Retype every line of the data, keeping each word exactly.

- Opening Delimiter -

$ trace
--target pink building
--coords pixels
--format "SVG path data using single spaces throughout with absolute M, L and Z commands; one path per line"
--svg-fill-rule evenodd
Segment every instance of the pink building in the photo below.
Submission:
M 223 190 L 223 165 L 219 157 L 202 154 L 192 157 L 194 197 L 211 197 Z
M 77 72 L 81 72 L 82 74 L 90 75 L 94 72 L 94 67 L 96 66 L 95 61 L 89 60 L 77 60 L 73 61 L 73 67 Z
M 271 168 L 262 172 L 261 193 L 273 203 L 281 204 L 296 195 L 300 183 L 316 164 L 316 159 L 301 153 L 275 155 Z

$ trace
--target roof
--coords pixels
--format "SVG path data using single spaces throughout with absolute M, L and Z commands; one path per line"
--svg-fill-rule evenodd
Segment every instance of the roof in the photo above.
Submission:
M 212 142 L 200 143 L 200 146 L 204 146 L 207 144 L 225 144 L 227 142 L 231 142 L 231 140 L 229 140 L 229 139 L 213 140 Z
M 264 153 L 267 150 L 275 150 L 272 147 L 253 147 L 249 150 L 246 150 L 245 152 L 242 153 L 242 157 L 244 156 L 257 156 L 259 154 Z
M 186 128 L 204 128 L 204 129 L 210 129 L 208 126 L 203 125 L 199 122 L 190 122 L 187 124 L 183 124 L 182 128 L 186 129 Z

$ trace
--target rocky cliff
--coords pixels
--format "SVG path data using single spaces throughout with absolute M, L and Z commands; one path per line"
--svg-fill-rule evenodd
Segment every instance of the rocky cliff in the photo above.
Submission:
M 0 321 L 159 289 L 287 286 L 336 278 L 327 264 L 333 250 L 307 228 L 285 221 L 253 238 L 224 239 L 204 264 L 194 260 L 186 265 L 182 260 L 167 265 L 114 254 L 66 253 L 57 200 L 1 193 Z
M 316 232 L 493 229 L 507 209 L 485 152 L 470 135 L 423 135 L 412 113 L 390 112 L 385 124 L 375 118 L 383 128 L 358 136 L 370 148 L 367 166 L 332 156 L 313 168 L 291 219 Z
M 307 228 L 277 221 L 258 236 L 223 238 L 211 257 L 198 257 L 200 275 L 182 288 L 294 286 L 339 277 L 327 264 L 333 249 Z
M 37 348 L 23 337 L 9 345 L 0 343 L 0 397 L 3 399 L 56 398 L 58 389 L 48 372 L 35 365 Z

- Closing Delimiter -

_Response below_:
$ trace
--target pink building
--coords pixels
--format "SVG path data using single spaces throughout with absolute M, L and Z commands; one path per line"
--svg-fill-rule evenodd
Segment every instance of the pink building in the photo below.
Submission:
M 223 190 L 223 165 L 219 157 L 202 154 L 192 157 L 194 197 L 211 197 Z
M 77 72 L 81 72 L 82 74 L 90 75 L 94 72 L 94 67 L 96 66 L 95 61 L 89 60 L 77 60 L 73 61 L 73 67 Z
M 271 168 L 262 172 L 261 193 L 273 203 L 281 204 L 296 195 L 300 183 L 316 164 L 316 159 L 301 153 L 275 155 Z

$ trace
--target roof
--coords pixels
--format "SVG path data using single spaces throughout with absolute M, L and Z commands; one path per line"
--svg-fill-rule evenodd
Segment every instance of the roof in the photo above.
Submission:
M 212 142 L 200 143 L 200 146 L 204 146 L 207 144 L 225 144 L 227 142 L 231 142 L 231 140 L 229 140 L 229 139 L 213 140 Z
M 264 153 L 267 150 L 275 150 L 272 147 L 253 147 L 249 150 L 246 150 L 245 152 L 242 153 L 242 157 L 244 156 L 257 156 L 259 154 Z
M 186 128 L 204 128 L 204 129 L 210 129 L 208 126 L 203 125 L 199 122 L 190 122 L 187 124 L 183 124 L 182 128 L 186 129 Z

$ trace
--target rocky cliff
--coords pixels
--format "SVG path data using single spaces throughout with absolute M, L and Z commands; one path per line"
--svg-fill-rule evenodd
Segment every instance of the rocky cliff in the photo above.
Submission:
M 0 321 L 159 289 L 287 286 L 336 278 L 327 264 L 333 250 L 307 228 L 285 221 L 253 238 L 224 239 L 204 264 L 194 260 L 186 265 L 182 260 L 167 265 L 114 254 L 66 253 L 57 200 L 1 193 Z
M 316 232 L 493 229 L 507 209 L 485 152 L 470 135 L 423 135 L 412 113 L 390 112 L 385 124 L 375 118 L 383 128 L 358 136 L 370 148 L 367 166 L 332 156 L 313 168 L 291 219 Z
M 307 228 L 277 221 L 258 236 L 223 238 L 211 257 L 198 257 L 200 275 L 182 288 L 294 286 L 339 277 L 327 264 L 333 249 Z
M 37 348 L 23 337 L 9 345 L 0 343 L 0 397 L 3 399 L 56 398 L 58 389 L 48 372 L 35 365 Z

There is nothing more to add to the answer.